What you have to do =>
Beginning with the line where "Mark one point per instance of the yellow leaf." appears, restate the lines word for word through the last one in the listing.
── Extracted entries
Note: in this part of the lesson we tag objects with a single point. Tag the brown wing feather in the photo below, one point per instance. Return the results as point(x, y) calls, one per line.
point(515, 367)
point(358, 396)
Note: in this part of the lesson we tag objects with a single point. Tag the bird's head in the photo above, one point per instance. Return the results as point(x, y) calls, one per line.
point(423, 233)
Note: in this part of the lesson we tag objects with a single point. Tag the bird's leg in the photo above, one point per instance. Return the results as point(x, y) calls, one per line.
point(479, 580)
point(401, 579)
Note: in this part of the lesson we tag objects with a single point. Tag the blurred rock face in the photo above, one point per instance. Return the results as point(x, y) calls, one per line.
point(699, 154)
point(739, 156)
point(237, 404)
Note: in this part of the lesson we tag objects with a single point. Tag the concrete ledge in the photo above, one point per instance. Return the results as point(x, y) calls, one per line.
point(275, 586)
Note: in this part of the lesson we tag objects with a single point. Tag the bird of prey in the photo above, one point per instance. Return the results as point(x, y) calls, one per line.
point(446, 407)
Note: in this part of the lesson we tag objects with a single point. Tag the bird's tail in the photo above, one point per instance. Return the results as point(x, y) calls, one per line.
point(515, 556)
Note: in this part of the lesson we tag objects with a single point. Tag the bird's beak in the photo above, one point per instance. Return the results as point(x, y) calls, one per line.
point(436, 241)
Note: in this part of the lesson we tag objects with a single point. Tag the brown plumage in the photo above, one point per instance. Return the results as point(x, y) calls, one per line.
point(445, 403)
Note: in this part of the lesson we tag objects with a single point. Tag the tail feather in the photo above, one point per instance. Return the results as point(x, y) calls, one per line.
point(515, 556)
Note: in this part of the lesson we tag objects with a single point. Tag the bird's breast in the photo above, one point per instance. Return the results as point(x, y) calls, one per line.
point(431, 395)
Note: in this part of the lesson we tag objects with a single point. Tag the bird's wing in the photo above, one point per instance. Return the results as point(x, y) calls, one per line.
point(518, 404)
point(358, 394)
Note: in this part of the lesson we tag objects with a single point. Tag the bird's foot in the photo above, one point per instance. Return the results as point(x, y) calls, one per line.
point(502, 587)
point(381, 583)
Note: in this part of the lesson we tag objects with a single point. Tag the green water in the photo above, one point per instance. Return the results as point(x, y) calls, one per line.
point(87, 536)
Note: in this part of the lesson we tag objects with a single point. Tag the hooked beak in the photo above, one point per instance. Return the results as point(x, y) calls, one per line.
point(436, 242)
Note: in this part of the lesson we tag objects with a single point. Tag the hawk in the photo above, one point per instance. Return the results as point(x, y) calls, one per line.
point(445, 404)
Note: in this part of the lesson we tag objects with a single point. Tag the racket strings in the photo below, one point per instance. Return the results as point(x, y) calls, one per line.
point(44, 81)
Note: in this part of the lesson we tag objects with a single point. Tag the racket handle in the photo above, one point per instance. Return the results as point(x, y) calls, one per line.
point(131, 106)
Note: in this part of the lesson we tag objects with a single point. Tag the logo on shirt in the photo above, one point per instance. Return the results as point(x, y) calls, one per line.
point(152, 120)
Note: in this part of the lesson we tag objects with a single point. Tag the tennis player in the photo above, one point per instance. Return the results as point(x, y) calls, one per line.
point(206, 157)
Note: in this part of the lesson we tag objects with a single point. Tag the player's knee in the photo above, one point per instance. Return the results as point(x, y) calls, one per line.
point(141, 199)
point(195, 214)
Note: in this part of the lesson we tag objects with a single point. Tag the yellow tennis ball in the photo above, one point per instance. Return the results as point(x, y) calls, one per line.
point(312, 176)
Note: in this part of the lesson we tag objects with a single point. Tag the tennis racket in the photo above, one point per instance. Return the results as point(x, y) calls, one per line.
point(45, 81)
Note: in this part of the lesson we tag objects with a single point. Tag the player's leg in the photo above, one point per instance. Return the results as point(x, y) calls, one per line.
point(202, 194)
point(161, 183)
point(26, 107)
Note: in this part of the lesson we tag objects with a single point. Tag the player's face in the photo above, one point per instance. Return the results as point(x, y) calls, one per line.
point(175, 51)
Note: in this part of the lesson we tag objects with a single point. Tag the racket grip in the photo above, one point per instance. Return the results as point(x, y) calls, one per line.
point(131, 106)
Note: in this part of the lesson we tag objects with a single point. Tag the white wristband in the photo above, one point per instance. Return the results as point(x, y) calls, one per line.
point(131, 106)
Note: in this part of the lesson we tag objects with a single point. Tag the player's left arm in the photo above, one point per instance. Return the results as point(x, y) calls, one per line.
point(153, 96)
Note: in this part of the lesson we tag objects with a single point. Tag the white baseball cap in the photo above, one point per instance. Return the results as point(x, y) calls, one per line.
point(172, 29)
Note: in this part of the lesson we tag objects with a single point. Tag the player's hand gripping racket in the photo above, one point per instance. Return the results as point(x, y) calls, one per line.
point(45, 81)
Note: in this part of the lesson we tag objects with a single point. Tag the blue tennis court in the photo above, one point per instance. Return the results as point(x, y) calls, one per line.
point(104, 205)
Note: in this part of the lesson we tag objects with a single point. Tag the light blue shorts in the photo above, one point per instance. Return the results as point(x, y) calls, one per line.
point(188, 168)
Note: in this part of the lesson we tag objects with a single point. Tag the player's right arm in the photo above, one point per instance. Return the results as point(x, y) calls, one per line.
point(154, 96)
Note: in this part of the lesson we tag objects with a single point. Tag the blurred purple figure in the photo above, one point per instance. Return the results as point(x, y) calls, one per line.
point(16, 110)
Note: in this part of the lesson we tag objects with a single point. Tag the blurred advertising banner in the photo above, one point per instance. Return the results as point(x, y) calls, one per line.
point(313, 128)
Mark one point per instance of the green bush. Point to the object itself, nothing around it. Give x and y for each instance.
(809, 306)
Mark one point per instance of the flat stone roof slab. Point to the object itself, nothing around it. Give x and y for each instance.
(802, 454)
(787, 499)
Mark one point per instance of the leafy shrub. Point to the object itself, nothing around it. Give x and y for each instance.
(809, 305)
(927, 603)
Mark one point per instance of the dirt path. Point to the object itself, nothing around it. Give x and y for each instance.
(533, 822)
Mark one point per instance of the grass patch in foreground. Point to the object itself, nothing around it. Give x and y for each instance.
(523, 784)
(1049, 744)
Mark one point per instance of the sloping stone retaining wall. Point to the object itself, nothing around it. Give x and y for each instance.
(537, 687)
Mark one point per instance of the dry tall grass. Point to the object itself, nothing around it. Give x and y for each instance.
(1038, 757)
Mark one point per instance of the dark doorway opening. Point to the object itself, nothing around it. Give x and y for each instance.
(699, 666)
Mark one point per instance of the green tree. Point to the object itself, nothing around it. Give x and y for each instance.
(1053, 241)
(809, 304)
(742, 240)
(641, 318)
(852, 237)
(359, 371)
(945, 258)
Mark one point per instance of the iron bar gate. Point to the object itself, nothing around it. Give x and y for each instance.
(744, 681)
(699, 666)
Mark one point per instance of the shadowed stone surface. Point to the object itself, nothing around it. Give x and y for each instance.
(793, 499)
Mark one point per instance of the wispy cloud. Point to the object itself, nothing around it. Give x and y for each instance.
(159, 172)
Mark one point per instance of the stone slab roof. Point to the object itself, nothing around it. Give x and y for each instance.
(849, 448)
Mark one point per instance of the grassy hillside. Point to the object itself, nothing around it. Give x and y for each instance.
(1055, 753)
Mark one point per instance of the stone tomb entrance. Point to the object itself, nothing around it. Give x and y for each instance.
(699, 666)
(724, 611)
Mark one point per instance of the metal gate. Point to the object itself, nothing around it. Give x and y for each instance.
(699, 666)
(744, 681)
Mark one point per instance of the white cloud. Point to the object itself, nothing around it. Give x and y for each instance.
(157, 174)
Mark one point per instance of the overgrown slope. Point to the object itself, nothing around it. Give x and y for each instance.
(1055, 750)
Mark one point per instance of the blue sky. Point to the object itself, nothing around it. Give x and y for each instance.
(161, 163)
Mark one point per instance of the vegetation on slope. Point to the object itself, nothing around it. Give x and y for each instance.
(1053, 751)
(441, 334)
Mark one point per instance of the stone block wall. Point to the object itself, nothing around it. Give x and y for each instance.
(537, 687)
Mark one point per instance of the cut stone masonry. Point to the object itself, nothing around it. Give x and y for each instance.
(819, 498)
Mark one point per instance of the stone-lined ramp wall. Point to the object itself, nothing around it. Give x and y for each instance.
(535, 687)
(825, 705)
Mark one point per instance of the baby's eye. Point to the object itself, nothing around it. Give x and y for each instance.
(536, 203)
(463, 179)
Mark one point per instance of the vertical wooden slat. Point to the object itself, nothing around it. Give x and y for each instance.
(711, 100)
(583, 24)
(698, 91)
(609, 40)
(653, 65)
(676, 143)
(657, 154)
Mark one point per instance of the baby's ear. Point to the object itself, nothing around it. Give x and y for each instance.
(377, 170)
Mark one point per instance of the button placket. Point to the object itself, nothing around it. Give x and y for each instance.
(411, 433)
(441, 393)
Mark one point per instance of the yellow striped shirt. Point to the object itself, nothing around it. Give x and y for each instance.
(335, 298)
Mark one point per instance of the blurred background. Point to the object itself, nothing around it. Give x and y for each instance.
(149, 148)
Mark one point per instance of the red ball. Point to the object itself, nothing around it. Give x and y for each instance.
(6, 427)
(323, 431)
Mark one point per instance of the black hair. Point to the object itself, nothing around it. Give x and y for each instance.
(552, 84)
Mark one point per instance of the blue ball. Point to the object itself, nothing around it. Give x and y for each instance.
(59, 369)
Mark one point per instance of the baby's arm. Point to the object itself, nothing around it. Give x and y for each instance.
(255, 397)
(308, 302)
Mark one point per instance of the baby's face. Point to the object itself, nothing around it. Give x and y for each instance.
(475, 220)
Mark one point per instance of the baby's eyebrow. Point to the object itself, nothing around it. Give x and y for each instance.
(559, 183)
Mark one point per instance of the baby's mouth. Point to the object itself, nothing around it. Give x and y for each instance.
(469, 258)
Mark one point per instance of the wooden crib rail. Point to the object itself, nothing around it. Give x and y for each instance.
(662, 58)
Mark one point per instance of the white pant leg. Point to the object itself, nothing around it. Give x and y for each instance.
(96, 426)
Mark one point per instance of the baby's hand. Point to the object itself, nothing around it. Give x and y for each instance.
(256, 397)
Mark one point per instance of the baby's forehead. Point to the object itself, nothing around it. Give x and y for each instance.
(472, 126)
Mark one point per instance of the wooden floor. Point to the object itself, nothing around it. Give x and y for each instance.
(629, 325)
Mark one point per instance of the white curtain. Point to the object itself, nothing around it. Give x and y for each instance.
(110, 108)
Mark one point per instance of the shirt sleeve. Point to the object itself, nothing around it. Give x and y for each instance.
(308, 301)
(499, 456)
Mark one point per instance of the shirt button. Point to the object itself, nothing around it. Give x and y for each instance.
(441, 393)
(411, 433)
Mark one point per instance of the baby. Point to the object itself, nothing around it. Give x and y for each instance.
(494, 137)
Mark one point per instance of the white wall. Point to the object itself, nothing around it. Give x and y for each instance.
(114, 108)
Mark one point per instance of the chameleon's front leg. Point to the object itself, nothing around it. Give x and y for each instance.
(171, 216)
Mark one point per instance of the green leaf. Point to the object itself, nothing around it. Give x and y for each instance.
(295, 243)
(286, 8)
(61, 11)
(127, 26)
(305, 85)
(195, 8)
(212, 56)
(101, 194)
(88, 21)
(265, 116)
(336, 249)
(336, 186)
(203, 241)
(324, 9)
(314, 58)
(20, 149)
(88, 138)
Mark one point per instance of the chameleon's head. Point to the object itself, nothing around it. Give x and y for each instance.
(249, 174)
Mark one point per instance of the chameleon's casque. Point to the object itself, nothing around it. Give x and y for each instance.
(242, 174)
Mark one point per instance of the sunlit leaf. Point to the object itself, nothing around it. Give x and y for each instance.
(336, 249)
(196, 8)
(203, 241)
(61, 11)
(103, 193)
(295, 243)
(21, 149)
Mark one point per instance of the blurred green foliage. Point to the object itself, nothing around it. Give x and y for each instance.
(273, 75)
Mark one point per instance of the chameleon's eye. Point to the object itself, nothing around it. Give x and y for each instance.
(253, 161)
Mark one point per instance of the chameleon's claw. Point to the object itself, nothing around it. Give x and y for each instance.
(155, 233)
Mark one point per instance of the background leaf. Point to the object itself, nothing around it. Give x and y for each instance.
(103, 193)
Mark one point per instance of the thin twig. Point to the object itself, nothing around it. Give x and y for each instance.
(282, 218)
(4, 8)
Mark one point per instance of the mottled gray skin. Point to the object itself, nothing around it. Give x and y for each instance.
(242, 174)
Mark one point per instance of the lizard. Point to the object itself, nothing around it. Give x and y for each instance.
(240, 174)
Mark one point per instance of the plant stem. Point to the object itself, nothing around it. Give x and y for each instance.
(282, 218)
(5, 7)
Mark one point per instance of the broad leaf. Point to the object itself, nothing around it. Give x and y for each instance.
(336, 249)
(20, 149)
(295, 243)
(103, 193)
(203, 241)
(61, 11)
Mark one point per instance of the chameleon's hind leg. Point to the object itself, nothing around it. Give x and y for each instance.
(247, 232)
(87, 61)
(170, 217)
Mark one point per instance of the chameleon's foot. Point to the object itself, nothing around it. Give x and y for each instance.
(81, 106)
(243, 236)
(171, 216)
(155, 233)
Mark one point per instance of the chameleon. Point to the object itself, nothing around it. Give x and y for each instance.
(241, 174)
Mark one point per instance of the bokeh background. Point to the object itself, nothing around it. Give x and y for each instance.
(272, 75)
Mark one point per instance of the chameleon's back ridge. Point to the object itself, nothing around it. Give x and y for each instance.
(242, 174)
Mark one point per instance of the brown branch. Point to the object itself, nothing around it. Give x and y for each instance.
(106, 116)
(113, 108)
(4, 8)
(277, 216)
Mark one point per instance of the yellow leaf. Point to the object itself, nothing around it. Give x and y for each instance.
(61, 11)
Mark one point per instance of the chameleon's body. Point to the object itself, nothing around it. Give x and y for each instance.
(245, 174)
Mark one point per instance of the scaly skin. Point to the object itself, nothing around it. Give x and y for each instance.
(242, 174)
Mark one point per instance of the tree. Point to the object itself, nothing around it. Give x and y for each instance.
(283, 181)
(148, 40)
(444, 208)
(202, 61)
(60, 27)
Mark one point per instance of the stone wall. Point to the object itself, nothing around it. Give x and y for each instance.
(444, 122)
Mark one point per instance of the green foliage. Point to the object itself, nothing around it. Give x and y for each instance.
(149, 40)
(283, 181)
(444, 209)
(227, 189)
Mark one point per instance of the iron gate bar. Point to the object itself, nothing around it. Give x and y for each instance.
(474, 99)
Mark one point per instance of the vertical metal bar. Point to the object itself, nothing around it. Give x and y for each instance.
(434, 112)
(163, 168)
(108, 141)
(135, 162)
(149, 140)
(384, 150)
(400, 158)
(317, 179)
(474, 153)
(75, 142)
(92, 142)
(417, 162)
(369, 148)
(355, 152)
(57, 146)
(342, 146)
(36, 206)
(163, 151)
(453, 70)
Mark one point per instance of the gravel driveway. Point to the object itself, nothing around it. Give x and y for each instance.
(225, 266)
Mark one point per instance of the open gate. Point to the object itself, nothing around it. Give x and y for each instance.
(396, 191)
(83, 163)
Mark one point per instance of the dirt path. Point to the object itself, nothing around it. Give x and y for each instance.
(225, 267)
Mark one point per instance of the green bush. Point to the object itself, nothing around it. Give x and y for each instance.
────
Response to the task =>
Mark one point per instance of the yellow leaf. Point to the object itself, nothing around it. Give x and y for each instance.
(61, 11)
Mark one point per instance of the chameleon's body. Point to the object itself, nothing around it. Give x and y for each instance.
(245, 174)
Mark one point per instance of the scaly skin. Point to the object itself, nothing around it. Give x and y for each instance.
(242, 174)
Mark one point per instance of the tree. Point to the object itself, nothing around it. Give x and y for each instance.
(283, 181)
(148, 40)
(444, 208)
(202, 61)
(60, 27)
Mark one point per instance of the stone wall. Point to the object itself, nothing around it. Give x and y for each instance.
(444, 122)
Mark one point per instance of the green foliage. Point to the object itself, nothing around it. Give x and y for each instance.
(149, 40)
(283, 181)
(444, 209)
(227, 189)
Mark one point per instance of the iron gate bar. Point to the object itself, nothing around it. Give x and y for each instance.
(474, 99)
Mark one point per instance of the vertical metal bar. Point to the object itself, nothing around it. Give x and y for each instance.
(434, 112)
(163, 168)
(108, 141)
(135, 162)
(149, 140)
(384, 150)
(400, 158)
(317, 179)
(474, 153)
(75, 142)
(92, 142)
(417, 162)
(369, 148)
(355, 152)
(57, 146)
(342, 146)
(36, 206)
(163, 151)
(453, 70)
Mark one point per instance of the gravel driveway. Point to the object itself, nothing around it. Give x and y for each instance.
(225, 266)
Mark one point per instance of the open gate. Point to the object itself, nothing around it. Give x and y for each instance.
(396, 191)
(83, 163)
Mark one point per instance of the dirt path. Point to the object itself, nothing around it. Give x and y for each instance.
(225, 267)
Mark one point per instance of the green bush. Point to the object itself, nothing around it. Give x and y for each instance.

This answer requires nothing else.